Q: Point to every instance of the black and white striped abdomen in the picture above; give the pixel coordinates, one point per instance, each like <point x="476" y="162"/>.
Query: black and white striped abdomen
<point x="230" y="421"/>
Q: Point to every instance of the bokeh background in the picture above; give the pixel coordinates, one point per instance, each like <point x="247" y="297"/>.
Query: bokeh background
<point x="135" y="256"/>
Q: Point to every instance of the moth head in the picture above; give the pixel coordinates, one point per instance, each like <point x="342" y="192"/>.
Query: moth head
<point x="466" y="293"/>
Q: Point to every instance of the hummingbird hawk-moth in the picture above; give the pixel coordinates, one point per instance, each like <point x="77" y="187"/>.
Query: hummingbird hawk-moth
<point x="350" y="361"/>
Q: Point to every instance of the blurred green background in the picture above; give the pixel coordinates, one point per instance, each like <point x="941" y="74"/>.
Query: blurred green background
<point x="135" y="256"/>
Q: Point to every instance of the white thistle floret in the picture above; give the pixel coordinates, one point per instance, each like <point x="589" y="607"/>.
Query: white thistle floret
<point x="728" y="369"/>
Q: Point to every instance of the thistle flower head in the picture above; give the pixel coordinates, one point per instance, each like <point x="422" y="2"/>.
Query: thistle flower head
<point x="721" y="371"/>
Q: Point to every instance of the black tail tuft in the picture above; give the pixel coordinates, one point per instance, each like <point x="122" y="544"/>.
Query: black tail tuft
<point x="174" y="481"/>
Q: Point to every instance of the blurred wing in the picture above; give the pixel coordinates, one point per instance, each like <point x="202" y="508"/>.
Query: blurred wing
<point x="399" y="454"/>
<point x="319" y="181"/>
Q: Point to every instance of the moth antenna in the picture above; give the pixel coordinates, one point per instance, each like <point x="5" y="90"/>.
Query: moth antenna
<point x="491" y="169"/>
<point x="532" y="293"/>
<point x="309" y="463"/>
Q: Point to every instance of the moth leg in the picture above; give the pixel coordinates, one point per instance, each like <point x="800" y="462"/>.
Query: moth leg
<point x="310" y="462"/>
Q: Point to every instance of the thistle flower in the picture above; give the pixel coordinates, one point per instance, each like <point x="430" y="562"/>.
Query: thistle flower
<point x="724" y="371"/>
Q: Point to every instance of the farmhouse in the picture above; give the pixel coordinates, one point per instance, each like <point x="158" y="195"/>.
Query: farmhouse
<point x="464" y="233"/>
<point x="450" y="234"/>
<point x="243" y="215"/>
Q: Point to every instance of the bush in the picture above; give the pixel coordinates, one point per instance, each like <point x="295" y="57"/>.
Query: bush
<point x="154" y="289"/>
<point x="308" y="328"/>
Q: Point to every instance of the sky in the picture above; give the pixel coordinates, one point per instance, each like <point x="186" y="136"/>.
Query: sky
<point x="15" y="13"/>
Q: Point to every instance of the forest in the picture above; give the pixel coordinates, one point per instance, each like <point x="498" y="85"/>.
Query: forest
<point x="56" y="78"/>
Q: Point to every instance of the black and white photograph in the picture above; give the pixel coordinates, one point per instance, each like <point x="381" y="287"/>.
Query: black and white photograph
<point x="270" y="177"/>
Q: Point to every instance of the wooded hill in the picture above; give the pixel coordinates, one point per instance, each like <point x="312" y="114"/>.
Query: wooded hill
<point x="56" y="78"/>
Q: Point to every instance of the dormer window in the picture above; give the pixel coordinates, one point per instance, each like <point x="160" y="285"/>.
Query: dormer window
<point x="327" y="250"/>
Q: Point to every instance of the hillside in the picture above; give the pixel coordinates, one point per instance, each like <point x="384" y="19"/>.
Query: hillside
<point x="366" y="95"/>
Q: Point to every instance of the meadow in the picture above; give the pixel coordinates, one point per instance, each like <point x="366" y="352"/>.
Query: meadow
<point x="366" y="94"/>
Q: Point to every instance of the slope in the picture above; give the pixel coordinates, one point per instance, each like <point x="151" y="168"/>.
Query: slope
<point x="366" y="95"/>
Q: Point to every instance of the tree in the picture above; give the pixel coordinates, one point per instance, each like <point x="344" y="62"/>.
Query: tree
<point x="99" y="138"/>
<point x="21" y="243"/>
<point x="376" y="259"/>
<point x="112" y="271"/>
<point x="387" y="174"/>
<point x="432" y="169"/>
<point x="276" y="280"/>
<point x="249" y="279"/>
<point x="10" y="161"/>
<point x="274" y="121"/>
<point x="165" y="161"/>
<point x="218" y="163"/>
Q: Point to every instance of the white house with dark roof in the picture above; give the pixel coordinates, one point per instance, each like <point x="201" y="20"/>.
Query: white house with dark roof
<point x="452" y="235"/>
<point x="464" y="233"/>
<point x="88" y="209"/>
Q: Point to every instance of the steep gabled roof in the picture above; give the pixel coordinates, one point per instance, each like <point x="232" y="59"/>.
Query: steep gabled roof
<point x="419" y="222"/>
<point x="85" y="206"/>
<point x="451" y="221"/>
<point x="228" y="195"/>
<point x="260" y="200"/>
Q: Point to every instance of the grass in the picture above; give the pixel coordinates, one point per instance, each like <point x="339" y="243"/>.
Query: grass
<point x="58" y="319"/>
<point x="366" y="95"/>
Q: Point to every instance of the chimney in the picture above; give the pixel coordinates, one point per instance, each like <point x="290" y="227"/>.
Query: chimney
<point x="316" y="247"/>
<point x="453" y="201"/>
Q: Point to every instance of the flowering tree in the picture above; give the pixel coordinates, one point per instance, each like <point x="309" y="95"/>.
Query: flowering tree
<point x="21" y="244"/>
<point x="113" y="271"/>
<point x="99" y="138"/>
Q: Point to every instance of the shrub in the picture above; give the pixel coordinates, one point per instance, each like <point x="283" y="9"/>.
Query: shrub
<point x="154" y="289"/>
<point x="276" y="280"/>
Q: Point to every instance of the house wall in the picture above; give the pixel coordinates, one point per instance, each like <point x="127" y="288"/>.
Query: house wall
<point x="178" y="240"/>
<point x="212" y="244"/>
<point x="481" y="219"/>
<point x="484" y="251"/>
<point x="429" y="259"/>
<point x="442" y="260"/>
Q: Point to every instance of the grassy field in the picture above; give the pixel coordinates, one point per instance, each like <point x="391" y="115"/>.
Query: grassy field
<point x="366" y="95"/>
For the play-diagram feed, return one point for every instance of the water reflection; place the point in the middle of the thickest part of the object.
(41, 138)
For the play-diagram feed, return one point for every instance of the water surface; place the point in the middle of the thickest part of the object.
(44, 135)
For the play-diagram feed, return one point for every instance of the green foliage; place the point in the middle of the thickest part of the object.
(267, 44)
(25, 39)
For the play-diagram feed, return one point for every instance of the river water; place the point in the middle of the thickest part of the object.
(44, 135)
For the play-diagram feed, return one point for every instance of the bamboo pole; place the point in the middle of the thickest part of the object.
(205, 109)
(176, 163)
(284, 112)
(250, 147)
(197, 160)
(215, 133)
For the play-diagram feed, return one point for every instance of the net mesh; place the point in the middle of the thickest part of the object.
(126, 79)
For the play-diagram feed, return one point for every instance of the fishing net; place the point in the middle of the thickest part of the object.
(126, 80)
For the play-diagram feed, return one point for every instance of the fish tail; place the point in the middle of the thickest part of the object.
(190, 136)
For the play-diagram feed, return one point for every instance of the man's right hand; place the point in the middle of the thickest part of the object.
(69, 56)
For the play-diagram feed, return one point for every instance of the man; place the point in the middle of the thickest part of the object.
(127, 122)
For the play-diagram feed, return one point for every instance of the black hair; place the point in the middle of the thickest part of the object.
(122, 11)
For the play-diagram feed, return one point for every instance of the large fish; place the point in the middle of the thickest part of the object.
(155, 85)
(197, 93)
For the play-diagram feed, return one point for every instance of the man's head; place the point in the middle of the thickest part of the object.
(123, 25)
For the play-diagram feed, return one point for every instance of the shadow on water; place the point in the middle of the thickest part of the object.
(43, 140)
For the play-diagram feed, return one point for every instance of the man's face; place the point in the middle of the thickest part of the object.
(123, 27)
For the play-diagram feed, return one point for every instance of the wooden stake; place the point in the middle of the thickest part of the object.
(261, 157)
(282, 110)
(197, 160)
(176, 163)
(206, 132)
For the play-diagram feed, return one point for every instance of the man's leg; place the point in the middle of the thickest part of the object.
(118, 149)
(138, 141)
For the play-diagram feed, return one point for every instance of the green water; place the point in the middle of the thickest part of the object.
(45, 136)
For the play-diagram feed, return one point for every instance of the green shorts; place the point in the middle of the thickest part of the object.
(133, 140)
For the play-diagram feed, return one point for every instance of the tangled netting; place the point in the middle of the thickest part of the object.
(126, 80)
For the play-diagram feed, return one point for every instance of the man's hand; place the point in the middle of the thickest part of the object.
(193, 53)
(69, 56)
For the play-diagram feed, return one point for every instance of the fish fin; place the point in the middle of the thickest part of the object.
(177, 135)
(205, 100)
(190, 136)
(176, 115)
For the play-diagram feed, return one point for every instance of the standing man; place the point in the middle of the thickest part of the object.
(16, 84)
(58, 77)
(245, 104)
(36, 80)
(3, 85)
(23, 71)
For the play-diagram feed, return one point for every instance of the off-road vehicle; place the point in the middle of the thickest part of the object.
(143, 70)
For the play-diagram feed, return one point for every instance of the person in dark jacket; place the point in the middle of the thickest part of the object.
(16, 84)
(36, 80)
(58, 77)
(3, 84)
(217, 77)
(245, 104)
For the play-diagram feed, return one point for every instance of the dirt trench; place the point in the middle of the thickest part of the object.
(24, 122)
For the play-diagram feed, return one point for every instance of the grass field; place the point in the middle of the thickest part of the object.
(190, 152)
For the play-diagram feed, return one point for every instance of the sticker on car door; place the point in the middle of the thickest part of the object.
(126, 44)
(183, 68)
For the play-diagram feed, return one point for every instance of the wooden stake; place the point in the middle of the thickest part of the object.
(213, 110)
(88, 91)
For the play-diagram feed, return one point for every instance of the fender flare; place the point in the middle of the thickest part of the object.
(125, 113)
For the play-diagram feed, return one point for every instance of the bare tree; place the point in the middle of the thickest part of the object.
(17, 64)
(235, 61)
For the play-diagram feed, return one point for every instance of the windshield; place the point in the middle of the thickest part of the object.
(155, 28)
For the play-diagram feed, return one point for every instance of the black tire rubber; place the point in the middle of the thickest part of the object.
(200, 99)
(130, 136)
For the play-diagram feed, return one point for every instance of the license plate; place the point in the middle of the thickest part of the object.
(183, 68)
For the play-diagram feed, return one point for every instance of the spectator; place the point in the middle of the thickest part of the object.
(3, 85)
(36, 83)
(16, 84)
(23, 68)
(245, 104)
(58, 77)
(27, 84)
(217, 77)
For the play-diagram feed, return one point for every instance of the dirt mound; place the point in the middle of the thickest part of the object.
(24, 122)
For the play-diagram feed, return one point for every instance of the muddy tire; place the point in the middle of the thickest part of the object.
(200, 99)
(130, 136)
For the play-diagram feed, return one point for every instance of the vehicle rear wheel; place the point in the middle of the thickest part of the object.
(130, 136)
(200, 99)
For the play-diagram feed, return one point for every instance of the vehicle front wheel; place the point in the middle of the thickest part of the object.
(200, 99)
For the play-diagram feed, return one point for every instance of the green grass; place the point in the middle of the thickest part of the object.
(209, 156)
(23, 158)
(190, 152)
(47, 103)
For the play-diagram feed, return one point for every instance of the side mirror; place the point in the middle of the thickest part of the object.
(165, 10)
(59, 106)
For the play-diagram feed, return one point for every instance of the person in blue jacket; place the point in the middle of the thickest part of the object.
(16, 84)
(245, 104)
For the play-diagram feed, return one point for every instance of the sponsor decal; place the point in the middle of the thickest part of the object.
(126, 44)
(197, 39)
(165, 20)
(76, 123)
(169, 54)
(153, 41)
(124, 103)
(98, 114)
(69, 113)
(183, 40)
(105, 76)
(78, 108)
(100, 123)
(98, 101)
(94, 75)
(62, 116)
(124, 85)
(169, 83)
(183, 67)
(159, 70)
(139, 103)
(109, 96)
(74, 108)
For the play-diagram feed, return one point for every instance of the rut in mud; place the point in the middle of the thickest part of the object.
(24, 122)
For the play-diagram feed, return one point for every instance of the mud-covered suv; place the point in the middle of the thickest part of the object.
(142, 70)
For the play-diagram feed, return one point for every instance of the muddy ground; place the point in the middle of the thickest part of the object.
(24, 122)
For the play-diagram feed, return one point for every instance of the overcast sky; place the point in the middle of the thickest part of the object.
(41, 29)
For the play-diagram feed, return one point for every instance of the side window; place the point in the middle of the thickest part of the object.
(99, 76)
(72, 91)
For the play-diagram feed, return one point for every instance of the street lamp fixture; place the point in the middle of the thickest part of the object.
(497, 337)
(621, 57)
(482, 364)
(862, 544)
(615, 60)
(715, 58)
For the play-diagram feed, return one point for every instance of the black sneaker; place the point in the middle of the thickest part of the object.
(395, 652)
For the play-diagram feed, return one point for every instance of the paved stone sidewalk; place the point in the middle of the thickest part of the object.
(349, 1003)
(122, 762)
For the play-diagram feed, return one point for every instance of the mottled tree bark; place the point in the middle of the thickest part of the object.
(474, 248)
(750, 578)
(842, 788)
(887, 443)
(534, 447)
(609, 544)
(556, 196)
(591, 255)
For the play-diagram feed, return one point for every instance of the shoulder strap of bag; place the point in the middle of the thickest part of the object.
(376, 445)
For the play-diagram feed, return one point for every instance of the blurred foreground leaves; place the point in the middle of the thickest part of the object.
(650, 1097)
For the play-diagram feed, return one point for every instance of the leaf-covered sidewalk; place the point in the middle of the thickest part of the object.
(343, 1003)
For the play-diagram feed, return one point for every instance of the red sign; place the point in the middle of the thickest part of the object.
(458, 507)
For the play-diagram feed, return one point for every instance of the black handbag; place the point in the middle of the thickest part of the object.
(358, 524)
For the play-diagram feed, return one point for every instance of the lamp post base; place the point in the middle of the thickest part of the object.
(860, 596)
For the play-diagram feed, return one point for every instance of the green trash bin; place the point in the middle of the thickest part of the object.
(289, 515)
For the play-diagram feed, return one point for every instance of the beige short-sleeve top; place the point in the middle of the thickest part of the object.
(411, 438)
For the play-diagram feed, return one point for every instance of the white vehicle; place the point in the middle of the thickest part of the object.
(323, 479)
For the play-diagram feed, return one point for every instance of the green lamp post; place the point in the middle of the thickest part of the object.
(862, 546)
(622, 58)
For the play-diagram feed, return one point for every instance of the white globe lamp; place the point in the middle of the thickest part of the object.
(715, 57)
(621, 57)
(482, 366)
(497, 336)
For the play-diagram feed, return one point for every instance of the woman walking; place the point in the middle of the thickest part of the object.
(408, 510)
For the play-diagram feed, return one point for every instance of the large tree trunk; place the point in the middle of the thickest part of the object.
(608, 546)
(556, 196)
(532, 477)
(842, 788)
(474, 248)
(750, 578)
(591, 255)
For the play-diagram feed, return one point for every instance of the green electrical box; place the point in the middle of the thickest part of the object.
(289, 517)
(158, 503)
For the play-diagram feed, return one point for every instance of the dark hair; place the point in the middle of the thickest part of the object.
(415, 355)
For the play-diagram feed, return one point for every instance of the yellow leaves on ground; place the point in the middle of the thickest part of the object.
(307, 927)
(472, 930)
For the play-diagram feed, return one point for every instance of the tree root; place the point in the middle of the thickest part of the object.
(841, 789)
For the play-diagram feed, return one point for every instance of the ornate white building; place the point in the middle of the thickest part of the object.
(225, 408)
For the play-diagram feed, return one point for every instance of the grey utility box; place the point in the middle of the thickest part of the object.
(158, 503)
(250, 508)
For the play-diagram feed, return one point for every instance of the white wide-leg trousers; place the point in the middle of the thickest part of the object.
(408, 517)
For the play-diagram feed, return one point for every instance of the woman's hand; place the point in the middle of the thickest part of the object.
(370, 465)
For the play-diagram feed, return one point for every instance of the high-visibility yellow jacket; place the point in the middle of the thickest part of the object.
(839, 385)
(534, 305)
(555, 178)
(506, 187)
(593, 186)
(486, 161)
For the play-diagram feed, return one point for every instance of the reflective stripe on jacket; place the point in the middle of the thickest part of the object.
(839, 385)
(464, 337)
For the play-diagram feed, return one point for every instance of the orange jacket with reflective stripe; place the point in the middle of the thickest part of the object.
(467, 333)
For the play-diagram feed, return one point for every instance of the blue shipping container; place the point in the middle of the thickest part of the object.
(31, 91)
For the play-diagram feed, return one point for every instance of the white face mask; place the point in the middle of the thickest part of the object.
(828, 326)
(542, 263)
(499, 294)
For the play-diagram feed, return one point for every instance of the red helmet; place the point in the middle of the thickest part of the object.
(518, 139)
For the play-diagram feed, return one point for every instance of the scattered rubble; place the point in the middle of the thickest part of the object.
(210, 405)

◆ ◆ ◆ ◆ ◆

Task —
All that should be written out is the stretch of lines above between the one holding "Q: Point to every instance of the forest" and the one holding "Q: Point to every instance of the slope", inclusive, exactly as given.

Answer for the task —
Q: Point to every instance of the forest in the picture above; give the pixel coordinates, one point per instance, each like <point x="498" y="85"/>.
Query: forest
<point x="56" y="78"/>
Q: Point to every instance of the black and white photograph in the picture above; give the pixel coordinates, one point per instance, each like <point x="381" y="287"/>.
Query: black and white photograph
<point x="270" y="177"/>
Q: Point to every instance of the wooded hill in the picture above; give the pixel coordinates, one point per instance, each like <point x="312" y="114"/>.
Query: wooded hill
<point x="56" y="78"/>
Q: Point to every instance of the dormer window in the picture above; give the pixel coordinates, one point per instance, each like <point x="160" y="285"/>.
Query: dormer window
<point x="327" y="250"/>
Q: Point to every instance of the hillside in the picture above; give the pixel coordinates, one point per instance, each like <point x="384" y="19"/>.
Query: hillside
<point x="366" y="95"/>
Q: Point to every instance of the meadow in the picture above; give the pixel coordinates, one point per instance, each like <point x="366" y="352"/>.
Query: meadow
<point x="366" y="94"/>
Q: Point to every instance of the slope in the picture above; give the pixel coordinates, one point per instance, each like <point x="151" y="168"/>.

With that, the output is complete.